Segmentation mask data
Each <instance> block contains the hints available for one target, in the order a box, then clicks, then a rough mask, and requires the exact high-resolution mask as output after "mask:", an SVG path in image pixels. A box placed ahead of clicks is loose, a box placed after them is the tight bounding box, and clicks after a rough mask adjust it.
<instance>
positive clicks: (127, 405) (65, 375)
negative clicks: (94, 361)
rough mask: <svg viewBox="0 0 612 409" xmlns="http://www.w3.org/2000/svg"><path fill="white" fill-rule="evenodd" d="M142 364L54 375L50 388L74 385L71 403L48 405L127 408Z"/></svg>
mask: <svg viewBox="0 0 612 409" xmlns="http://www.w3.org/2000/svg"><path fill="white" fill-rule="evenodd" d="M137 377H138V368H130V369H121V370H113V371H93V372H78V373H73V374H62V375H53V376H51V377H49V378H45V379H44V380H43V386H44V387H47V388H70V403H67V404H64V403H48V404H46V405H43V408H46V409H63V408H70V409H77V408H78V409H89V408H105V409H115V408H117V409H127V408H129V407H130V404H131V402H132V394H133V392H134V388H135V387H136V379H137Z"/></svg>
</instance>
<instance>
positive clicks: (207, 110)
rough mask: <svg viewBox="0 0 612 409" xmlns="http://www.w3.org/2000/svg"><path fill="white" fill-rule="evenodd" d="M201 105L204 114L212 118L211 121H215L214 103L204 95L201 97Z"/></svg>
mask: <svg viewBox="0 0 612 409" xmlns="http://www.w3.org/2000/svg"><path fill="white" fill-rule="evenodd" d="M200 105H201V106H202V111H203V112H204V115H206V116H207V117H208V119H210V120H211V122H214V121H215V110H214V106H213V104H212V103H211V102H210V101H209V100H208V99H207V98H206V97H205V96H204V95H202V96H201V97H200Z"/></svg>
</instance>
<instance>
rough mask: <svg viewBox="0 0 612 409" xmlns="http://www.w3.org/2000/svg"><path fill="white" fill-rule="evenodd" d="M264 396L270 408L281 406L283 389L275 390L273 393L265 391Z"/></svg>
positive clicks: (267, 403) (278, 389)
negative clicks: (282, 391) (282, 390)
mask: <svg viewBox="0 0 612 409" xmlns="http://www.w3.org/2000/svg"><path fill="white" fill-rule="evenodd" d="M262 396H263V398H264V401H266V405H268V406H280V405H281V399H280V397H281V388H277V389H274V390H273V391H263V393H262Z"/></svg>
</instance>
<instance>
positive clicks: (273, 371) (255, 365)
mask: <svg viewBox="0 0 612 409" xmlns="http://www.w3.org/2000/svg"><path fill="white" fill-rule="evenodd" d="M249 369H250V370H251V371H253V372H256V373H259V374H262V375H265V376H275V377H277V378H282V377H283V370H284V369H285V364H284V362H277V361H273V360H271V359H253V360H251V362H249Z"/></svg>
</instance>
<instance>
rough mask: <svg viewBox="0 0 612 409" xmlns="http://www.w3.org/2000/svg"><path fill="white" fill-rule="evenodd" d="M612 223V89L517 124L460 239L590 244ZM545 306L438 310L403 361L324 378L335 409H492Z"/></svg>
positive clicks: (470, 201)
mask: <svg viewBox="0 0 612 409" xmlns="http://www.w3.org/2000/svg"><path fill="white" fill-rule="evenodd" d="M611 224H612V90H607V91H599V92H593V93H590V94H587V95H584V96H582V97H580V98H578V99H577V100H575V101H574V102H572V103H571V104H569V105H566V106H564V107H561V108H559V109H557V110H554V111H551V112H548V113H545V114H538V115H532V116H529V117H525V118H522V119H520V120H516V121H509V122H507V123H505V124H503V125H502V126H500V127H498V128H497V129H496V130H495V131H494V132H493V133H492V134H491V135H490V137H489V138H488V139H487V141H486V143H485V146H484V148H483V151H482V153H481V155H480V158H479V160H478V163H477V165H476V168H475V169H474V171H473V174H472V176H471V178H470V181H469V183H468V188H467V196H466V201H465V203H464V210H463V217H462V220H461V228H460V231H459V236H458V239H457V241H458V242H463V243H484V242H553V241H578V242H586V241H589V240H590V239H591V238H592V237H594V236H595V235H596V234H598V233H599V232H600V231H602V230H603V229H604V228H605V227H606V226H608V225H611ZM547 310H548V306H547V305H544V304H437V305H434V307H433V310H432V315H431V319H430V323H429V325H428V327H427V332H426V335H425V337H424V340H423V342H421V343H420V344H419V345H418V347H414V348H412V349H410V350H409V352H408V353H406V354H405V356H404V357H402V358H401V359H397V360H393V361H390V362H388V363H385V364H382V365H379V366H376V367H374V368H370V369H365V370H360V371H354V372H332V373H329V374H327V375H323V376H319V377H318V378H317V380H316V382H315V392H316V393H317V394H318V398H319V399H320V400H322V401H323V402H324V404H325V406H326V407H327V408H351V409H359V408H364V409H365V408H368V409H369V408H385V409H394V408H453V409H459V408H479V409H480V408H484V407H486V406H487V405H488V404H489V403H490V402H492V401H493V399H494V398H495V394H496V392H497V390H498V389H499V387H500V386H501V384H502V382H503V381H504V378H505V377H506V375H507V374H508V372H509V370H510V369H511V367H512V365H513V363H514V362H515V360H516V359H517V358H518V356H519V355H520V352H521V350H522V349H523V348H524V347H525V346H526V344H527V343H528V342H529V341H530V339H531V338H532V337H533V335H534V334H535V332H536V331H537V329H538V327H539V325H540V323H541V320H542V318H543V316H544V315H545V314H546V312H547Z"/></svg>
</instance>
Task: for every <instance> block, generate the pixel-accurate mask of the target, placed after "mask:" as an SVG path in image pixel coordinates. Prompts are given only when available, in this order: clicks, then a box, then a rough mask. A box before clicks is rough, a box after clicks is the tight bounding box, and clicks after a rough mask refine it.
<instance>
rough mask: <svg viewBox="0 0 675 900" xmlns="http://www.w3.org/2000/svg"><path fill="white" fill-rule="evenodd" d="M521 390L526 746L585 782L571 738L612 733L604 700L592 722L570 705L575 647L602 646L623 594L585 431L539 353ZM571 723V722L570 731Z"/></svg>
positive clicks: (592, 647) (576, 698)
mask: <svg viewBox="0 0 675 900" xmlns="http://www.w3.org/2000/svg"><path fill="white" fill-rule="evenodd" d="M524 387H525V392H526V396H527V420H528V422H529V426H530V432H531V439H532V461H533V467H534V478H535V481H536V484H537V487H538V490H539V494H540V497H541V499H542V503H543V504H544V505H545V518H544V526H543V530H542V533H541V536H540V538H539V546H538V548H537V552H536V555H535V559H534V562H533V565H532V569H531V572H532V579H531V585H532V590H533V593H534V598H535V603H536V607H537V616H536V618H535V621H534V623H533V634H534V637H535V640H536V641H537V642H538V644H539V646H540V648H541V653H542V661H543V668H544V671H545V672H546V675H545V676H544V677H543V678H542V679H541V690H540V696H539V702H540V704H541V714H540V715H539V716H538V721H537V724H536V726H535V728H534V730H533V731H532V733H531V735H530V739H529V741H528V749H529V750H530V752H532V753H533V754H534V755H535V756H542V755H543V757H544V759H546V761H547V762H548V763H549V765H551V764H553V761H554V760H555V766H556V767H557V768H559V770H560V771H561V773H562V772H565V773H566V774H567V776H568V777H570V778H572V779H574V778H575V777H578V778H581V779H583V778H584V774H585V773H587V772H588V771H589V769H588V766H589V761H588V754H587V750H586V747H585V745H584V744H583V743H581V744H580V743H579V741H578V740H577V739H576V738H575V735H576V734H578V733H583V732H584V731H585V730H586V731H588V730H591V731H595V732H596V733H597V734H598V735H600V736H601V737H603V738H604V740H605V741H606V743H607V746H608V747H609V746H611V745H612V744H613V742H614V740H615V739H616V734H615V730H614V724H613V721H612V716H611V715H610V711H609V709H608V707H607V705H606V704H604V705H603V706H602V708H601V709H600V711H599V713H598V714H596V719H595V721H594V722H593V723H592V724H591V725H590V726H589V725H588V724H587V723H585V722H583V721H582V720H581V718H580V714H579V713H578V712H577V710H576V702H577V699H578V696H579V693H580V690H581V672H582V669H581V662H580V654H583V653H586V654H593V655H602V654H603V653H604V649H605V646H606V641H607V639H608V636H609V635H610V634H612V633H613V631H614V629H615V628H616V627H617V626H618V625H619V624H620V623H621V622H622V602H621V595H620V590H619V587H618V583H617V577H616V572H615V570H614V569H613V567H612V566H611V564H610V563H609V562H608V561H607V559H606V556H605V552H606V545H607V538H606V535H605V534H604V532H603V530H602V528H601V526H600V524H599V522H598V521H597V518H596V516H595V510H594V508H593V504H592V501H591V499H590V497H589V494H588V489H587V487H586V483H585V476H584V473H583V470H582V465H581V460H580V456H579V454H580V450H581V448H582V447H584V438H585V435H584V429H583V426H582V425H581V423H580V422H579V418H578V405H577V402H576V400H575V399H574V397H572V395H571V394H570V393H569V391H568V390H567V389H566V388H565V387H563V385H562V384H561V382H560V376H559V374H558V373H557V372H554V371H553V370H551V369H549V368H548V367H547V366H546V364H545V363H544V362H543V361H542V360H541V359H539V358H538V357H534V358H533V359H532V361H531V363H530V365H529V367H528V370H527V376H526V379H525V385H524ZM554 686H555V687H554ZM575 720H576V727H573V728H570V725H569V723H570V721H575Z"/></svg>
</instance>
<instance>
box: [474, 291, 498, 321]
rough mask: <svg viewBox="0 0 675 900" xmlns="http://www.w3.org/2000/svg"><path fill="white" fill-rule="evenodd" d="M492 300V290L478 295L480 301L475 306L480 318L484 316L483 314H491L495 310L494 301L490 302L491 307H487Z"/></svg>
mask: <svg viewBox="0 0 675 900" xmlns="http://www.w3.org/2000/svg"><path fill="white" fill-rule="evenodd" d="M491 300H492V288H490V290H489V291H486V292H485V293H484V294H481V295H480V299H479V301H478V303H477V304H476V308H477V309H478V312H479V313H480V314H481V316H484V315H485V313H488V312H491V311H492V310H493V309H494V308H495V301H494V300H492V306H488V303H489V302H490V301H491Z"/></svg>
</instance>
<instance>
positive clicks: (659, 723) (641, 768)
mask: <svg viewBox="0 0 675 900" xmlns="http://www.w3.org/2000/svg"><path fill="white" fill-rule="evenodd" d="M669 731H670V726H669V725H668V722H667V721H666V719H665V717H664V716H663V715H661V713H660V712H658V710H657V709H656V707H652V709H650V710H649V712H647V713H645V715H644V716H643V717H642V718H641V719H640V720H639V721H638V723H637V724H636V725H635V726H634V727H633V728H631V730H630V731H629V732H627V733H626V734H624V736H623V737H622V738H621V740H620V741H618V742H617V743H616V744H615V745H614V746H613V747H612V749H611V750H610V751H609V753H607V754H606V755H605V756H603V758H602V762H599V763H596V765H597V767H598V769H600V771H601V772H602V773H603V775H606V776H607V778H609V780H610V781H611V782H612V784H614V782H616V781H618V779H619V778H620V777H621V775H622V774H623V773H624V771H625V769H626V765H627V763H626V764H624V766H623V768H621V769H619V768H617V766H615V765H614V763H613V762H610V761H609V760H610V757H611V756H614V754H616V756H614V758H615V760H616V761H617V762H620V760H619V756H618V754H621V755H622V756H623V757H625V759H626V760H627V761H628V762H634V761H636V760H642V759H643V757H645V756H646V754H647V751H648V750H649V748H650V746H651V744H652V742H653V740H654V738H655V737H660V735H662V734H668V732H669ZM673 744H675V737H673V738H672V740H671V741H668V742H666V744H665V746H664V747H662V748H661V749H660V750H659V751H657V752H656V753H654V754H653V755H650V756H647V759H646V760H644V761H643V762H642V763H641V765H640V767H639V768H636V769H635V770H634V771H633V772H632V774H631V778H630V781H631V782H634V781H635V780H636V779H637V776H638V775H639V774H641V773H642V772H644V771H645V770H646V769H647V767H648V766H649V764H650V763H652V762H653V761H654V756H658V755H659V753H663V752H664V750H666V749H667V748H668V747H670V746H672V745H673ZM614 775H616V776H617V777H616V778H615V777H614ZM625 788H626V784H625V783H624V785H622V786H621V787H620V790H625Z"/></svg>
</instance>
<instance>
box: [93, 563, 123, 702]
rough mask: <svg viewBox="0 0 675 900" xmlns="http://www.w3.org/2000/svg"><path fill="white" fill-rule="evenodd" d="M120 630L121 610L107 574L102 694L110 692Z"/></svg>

**TASK DIRECTIONS:** Find every line of the entries above that contains the word "clicks" and copy each such line. Treat uppercase and lowercase letters as distinct when matching.

**EXERCISE RESULT:**
Each <instance> block contains the hints available for one target, in the order a box, then clicks, then a rough mask, and requires the exact high-resolution mask as output after "mask:", an SVG path in image pixels. A box placed ahead of clicks is loose, a box placed after them is the tight bounding box, and clicks after a rough mask adjust it.
positive clicks: (127, 405) (65, 375)
negative clicks: (94, 361)
positive clicks: (207, 110)
positive clicks: (267, 403) (278, 389)
negative clicks: (282, 391) (282, 390)
positive clicks: (273, 371) (255, 365)
positive clicks: (470, 201)
Task: for every <instance> block, generate the pixel-accurate mask of the target, placed after "mask:" as an SVG path in image pixel coordinates. Prompts are given only when available, in this order: clicks, then a box, then a rough mask. A box before clicks is rough, a box after clicks is the tight bounding box, and clicks after a rough mask refine it.
positive clicks: (592, 647) (576, 698)
positive clicks: (659, 723) (641, 768)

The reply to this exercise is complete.